━━━ DATA FOR REVIEW ━━━

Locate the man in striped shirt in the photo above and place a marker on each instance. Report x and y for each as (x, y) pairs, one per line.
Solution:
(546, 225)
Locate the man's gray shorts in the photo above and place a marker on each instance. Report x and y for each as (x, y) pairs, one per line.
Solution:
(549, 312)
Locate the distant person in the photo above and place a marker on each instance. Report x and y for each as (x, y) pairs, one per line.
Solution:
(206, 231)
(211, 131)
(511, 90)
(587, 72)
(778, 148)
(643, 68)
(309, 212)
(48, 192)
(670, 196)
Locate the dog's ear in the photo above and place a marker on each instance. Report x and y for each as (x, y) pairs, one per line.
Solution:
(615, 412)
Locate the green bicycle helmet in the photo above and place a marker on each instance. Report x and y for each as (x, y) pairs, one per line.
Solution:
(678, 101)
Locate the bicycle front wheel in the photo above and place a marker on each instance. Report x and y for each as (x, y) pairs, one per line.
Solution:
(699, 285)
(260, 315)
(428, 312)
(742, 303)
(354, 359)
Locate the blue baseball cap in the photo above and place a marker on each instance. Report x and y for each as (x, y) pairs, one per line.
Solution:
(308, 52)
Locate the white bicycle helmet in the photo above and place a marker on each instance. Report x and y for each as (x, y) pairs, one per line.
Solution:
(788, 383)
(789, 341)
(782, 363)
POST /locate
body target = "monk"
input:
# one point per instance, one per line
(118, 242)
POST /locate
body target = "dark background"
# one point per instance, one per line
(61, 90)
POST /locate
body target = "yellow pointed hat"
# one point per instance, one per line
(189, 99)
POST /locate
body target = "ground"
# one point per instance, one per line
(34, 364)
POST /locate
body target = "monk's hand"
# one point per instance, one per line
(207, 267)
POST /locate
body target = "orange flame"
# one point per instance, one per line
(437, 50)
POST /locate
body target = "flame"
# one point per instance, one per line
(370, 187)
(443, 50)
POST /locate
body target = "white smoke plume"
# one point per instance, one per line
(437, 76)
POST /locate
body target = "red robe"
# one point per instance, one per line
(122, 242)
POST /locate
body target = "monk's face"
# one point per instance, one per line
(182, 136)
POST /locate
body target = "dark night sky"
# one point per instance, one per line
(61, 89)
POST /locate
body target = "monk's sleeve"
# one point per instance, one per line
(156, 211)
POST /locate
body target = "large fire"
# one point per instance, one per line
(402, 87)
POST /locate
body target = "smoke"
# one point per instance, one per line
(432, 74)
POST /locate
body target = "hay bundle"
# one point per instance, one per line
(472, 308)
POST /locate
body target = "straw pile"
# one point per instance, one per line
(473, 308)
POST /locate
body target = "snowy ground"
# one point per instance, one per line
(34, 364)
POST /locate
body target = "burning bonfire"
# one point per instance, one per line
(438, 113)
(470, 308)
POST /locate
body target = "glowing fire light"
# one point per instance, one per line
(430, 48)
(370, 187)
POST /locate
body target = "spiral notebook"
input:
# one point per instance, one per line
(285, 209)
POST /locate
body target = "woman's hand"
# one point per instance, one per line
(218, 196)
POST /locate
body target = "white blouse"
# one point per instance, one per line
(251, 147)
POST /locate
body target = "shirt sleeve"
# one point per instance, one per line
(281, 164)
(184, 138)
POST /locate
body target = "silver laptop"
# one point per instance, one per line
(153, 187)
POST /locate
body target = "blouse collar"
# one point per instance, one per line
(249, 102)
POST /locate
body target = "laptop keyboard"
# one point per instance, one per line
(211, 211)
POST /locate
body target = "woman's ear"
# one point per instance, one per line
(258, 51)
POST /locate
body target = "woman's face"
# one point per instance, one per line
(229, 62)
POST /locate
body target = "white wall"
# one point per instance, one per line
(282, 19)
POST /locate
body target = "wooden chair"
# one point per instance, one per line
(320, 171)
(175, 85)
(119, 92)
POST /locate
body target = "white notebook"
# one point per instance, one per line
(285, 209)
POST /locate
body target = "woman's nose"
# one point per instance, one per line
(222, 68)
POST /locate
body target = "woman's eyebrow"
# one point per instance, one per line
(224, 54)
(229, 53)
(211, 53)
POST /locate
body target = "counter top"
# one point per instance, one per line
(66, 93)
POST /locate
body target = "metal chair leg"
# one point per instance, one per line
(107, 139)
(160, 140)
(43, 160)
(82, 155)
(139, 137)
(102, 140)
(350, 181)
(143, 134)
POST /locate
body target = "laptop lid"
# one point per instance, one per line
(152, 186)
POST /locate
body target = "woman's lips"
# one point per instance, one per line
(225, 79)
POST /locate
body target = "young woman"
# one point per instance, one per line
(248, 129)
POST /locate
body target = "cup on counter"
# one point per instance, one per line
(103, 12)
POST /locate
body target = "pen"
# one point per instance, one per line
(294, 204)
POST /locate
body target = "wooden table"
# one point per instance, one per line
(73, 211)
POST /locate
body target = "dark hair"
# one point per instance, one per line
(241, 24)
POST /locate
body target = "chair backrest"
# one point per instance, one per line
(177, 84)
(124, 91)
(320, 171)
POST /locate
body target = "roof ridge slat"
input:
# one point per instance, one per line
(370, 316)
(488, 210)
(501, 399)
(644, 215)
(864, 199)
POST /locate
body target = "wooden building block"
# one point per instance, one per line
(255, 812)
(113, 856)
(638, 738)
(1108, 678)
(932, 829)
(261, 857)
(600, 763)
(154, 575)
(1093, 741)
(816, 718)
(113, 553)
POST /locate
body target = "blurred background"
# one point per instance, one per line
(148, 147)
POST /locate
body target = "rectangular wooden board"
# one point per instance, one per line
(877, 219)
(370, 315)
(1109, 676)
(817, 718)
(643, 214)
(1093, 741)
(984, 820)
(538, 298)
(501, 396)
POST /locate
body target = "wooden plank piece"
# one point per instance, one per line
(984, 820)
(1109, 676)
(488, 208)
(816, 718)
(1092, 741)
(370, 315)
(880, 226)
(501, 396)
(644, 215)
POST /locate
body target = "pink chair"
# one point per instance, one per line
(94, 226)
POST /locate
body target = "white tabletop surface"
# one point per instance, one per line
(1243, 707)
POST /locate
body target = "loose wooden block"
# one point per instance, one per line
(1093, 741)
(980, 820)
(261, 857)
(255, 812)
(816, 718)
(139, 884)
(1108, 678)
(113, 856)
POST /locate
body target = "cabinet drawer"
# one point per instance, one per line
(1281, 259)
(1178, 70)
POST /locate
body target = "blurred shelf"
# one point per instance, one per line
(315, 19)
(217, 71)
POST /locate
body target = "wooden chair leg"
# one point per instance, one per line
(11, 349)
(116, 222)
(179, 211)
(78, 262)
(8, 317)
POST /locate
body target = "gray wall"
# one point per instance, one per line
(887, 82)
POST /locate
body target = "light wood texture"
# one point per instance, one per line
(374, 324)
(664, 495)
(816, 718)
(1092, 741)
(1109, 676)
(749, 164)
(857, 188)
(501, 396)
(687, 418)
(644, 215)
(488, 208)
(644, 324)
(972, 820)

━━━

#### [TASK DESCRIPTION]
Take from the entries every line that has the string "laptop".

#### [OUTPUT]
body target = "silver laptop"
body target = "laptop keyboard"
body target = "laptop lid"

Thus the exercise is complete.